▸ **Page text**:
__________

Tuesday, February 8, 2011

Student Loses 'Brokeback Mountain' Sex Scene Case

On Point News

A teacher at a Chicago school did not act outrageously in screening part of the movie “Brokeback Mountain” — including gay sex scenes — to a class of seventh- and eighth-graders, a jury has found in rejecting an unusual emotional injury lawsuit.

Jessica Turner, a 12-year-old seventh-grader at the time, and her grandparents claimed she suffered “severe emotional distress” as a result of seeing the R-rated Oscar winner at Ashburn Community Elementary School. They sued the substitute teacher, Marnetta Buford, and the Chicago Board of Education in May 2007 for at least $500,000 in damages.

Buford showed the film in, of all things, a math class, allegedly after warning students that “what happens in Ms. Buford's class stays in Ms. Buford's class.” The school allows only G-rated movies to be shown to students and requires teachers to get the principal's permission before screening a film.

__________

▸ **Tasks**:
- a) According to the news item, how much in damages did the lawsuit seek?
- b) Reproduce everything in the news item from "Student Loses 'Brokeback" down to "emotional injury lawsuit.".
The lines that come after the news item are separate material.

▸ **Provided data**:
__________

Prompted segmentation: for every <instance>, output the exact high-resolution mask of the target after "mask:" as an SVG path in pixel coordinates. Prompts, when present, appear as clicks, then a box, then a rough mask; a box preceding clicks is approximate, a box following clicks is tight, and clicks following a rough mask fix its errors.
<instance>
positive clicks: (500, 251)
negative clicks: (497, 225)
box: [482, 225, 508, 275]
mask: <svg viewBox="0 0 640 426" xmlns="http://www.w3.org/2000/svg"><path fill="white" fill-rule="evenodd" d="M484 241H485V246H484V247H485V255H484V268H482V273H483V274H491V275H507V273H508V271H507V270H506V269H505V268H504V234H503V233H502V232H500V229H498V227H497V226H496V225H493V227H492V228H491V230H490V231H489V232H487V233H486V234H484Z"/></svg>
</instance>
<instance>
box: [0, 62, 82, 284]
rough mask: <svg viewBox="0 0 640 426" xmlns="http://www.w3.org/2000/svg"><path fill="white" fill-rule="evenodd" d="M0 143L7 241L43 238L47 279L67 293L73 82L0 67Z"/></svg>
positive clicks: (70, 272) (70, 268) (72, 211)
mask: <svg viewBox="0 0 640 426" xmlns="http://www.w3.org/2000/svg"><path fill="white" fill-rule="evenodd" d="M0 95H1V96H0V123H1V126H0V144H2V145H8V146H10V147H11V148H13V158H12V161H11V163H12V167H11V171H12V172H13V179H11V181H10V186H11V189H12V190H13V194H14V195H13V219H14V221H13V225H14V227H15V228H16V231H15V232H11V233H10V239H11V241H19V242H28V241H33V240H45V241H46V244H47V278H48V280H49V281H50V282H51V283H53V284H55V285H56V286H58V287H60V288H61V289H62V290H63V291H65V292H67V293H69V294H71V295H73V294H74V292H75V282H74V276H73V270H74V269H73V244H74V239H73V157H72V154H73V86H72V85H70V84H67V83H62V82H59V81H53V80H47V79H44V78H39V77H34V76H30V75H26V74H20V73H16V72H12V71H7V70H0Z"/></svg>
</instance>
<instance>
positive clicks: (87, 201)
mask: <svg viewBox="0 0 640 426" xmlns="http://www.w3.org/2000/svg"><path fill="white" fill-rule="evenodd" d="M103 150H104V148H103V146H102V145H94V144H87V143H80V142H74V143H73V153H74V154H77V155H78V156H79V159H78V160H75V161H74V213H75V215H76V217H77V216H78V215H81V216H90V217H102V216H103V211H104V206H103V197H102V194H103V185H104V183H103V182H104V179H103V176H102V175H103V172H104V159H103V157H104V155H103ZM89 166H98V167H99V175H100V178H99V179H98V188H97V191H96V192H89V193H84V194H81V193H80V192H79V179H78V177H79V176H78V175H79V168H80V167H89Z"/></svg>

__________

▸ **Solved problems**:
- a) At least $500,000.

- b)
Student Loses 'Brokeback Mountain' Sex Scene Case

On Point News

A teacher at a Chicago school did not act outrageously in screening part of the movie “Brokeback Mountain” — including gay sex scenes — to a class of seventh- and eighth-graders, a jury has found in rejecting an unusual emotional injury lawsuit.